Segment Start: Given entries
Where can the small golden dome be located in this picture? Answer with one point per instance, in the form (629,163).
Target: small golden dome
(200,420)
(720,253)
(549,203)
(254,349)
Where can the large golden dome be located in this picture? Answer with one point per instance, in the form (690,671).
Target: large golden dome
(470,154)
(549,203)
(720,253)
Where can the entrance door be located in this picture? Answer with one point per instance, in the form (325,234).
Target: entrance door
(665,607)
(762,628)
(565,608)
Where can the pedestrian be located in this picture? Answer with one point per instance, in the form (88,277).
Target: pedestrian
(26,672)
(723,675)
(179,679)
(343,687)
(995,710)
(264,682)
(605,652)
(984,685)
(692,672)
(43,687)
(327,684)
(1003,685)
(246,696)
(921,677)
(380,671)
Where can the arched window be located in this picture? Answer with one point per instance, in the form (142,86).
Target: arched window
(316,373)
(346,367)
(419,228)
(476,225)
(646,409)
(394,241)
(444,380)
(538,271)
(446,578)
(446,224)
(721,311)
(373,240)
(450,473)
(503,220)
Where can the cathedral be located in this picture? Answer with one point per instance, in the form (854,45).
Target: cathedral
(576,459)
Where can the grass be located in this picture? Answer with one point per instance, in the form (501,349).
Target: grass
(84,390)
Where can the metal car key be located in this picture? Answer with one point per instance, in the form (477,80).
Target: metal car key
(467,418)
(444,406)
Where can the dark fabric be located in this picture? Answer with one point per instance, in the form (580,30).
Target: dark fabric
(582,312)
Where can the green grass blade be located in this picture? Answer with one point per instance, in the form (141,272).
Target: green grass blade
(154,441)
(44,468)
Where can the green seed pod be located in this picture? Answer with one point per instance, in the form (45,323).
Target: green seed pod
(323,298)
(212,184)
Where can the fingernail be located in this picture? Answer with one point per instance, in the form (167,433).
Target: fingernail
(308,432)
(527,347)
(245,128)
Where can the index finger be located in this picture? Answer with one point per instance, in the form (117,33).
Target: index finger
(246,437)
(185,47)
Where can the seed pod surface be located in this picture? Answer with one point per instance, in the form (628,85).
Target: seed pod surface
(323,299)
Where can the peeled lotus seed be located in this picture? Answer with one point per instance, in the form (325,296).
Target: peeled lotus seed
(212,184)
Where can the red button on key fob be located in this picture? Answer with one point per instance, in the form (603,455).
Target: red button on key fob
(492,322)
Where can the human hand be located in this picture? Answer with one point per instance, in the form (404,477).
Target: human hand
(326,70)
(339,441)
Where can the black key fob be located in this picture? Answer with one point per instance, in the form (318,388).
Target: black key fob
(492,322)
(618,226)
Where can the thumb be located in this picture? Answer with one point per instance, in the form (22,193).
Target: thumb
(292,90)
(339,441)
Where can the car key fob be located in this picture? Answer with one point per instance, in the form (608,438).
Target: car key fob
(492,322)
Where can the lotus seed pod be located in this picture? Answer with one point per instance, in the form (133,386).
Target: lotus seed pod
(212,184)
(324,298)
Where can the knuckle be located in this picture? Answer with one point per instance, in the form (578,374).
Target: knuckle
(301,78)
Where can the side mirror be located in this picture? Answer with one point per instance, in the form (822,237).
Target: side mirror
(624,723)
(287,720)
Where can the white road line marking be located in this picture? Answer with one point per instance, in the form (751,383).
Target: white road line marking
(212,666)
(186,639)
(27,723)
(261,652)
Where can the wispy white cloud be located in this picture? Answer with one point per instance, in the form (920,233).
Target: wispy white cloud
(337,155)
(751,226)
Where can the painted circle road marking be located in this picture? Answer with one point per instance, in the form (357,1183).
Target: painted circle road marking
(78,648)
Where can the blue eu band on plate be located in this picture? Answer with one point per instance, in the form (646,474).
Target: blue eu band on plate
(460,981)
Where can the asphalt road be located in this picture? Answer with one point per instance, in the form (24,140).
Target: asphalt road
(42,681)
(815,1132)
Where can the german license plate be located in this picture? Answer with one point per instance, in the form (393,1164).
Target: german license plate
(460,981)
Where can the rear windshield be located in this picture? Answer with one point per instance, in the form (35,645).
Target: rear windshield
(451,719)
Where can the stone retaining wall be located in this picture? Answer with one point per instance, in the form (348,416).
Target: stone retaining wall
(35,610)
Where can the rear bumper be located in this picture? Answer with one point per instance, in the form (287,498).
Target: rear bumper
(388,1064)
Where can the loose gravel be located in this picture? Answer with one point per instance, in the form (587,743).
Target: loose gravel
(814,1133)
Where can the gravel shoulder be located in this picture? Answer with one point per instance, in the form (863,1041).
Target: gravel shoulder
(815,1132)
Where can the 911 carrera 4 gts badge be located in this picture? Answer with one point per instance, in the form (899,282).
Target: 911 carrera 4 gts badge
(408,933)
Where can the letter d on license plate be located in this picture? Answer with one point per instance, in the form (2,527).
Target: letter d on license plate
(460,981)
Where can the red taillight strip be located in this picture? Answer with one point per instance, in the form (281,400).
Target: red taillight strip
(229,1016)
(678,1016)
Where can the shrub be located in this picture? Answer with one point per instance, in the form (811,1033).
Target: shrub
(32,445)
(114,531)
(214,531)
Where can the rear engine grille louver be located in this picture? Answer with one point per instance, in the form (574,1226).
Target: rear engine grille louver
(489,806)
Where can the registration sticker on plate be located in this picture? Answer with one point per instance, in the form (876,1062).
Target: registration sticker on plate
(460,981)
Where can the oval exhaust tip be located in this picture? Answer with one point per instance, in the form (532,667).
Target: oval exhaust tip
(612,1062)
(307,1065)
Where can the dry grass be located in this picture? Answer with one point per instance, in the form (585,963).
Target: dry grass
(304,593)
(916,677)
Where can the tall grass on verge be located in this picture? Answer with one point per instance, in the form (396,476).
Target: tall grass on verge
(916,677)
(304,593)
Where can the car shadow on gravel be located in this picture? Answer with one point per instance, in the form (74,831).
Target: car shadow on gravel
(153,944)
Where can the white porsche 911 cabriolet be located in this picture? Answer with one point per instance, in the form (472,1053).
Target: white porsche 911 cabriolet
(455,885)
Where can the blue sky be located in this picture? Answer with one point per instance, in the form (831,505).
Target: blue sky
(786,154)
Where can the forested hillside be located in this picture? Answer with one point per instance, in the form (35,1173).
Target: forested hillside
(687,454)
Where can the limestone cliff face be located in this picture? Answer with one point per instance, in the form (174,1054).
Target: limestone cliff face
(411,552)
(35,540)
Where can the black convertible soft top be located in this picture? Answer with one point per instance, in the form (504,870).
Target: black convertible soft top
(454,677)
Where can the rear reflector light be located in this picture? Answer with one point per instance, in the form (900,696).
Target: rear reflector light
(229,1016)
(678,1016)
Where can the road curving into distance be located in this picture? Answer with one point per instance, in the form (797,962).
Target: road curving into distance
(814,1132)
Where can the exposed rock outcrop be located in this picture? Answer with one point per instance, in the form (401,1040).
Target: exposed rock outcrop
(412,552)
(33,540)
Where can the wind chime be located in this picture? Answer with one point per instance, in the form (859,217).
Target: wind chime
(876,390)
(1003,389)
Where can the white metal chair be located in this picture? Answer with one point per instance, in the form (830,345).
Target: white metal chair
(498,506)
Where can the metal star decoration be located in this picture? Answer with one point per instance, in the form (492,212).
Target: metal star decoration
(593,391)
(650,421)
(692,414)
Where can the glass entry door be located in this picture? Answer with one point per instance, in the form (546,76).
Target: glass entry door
Segment End: Given entries
> Your assignment
Which lines in the records above contain the word "entry"? Return each of them.

> Written response
Where can the glass entry door be located in this picture? Answer with one point per instance, in the form (546,76).
Target: glass entry door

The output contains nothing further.